▸ WORK TO DO: Copy out the data below, changing every instance of "positioned" to "located" and keeping everything else the same.

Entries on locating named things

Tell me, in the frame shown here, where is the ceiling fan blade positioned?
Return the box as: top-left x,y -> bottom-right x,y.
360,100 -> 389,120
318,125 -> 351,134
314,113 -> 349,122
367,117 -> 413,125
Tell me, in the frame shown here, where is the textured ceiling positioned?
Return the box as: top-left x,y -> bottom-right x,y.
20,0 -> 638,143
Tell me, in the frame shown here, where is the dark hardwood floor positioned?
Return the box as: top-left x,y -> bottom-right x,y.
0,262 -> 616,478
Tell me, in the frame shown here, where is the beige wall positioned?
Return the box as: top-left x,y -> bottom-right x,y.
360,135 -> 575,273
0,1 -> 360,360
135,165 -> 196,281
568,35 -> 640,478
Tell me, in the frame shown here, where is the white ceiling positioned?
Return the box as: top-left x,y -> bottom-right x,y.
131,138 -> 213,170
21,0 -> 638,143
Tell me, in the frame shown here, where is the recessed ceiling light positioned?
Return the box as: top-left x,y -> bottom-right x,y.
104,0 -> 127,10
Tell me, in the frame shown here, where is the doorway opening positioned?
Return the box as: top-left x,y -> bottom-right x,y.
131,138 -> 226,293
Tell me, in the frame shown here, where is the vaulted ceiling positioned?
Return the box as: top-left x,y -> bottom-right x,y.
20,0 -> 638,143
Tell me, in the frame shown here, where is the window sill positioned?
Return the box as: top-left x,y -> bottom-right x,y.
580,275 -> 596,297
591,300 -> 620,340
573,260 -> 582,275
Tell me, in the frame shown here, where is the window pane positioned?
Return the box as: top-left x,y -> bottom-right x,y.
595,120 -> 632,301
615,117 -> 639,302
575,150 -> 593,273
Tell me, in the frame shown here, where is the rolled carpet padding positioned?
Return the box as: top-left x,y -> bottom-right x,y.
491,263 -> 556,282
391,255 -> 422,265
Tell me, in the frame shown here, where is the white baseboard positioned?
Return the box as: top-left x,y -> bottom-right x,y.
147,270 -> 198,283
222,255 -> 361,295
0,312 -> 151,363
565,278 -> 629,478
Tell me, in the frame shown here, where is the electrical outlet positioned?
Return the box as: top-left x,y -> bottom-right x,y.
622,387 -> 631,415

▸ RESPONSE TO THE TASK:
Tell me, in the frame shown here, where is the ceiling fan blade located?
Return the box as: top-left x,y -> bottom-right x,y.
360,100 -> 389,120
318,125 -> 351,134
314,113 -> 349,122
367,117 -> 413,125
Tell me, in the frame shown here, where is the textured ceiling located?
Return the box as: top-left x,y -> bottom-right x,y.
20,0 -> 638,143
Tell me, in the frame shown here, where is the dark hardwood floor located?
Return the box as: top-left x,y -> bottom-right x,y.
0,262 -> 616,478
Tell me, in the frame shown here, where is the beige wall located?
Return the box as: top-left x,y -> bottom-right x,y.
360,135 -> 575,273
0,1 -> 360,360
135,165 -> 196,281
568,35 -> 640,478
Tell me, in the frame shown here, where is the white ceiling located?
Return the box as: top-left x,y -> bottom-right x,y.
131,138 -> 213,170
21,0 -> 638,143
Tell me, in the frame shown here, where is the recessed ceiling light located?
Return the box as: top-left x,y -> bottom-right x,y.
104,0 -> 127,10
Tell me, in the frame shown here, where is the doorway opening located?
Return the box as: top-left x,y -> bottom-right x,y.
131,138 -> 226,293
Tell me, in the frame shown here, where is the vaulted ceiling located?
Return the box as: top-left x,y -> bottom-right x,y.
20,0 -> 638,143
Tell me, in the frame shown here, where is the window sill located?
Return the box as: top-left x,y -> bottom-right x,y.
580,275 -> 596,297
591,300 -> 620,340
573,260 -> 582,275
Tell me, in the frame shown here, where is the window pane located?
Return the box as: top-left x,y -> bottom-right x,y.
595,120 -> 632,301
615,117 -> 639,302
575,150 -> 593,273
Tell me, in the frame shown here, where is the rolled carpet padding located?
Return the box as: top-left x,y -> bottom-right x,y.
491,263 -> 556,282
391,255 -> 422,265
Tell me, in the frame shown here, where is the white baseboard located?
Return the box as: top-left x,y -> bottom-right x,y.
147,270 -> 198,283
222,255 -> 361,295
0,312 -> 151,363
565,278 -> 629,478
Tell me, in the frame shown here, where is the electrical outlet located?
Return the box as: top-left x,y -> bottom-right x,y.
622,387 -> 631,415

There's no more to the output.